### OBJECTIVE
Copy out verbatim the part of the rows that opens with the line containing "indicate the windshield wiper, one" and closes with the final line of the rows, including both of those lines.
+++ MATERIAL PROVIDED +++
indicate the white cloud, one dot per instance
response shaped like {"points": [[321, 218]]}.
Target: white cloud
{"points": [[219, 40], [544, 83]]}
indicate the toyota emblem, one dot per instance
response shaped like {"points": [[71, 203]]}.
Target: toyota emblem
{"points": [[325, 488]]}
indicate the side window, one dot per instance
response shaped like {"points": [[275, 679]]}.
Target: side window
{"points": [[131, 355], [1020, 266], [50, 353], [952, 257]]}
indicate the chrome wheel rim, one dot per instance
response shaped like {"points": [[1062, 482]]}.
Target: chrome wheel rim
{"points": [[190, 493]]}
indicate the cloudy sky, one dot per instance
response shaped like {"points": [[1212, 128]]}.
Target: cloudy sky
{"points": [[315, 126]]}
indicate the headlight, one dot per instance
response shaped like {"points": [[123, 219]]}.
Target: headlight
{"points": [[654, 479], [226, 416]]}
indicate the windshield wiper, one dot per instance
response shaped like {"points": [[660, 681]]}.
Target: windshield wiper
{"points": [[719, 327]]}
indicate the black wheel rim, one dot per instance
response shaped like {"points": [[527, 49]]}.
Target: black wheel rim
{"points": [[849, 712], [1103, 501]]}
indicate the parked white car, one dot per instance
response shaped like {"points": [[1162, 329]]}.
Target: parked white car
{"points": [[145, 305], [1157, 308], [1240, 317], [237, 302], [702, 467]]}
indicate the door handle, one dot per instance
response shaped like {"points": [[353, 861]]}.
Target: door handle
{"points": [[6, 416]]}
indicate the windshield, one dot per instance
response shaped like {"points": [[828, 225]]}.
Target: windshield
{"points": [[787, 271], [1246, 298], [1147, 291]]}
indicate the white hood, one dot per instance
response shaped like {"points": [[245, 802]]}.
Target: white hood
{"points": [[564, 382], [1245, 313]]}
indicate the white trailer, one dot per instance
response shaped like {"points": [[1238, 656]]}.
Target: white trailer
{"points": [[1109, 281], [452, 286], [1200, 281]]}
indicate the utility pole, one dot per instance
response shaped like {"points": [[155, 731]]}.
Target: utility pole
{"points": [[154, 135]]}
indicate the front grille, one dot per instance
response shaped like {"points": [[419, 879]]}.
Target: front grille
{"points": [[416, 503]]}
+++
### RESPONSE
indicate the windshield wiper, one dot per instance
response shaped like {"points": [[660, 681]]}.
Target: windshield wiper
{"points": [[719, 327]]}
indicate the black wheel rim, one dot per instance
response shaped like {"points": [[527, 49]]}.
Target: black wheel rim
{"points": [[849, 712], [1103, 501]]}
indicate the parked white car, one dot per instance
response shaped like {"points": [[1162, 329]]}.
Target: parked white car
{"points": [[145, 305], [1157, 308], [1240, 317], [237, 302], [702, 467]]}
indicate the door handle, one dot per instance
response shaped like {"points": [[353, 861]]}.
Target: door handle
{"points": [[6, 416]]}
indicate the windshield, one dot per instance
response shaped like {"points": [[828, 225]]}.
Target: windshield
{"points": [[787, 271], [1246, 298], [1147, 291]]}
indicate the white hood, one dot per instance
response shaped like {"points": [[245, 802]]}.
Target: white hood
{"points": [[564, 382], [1245, 313]]}
indicate the white trailer, one dot per instance
response shaped like {"points": [[1238, 656]]}.
Target: white trailer
{"points": [[1109, 281], [452, 286], [1200, 281]]}
indicate the utility pole, one dot per instance
response shaped like {"points": [[155, 731]]}.
Target: utility pole
{"points": [[154, 135]]}
indicate the front grille, one dot per instance
response shaped like {"points": [[419, 879]]}.
Target: front grille
{"points": [[416, 503]]}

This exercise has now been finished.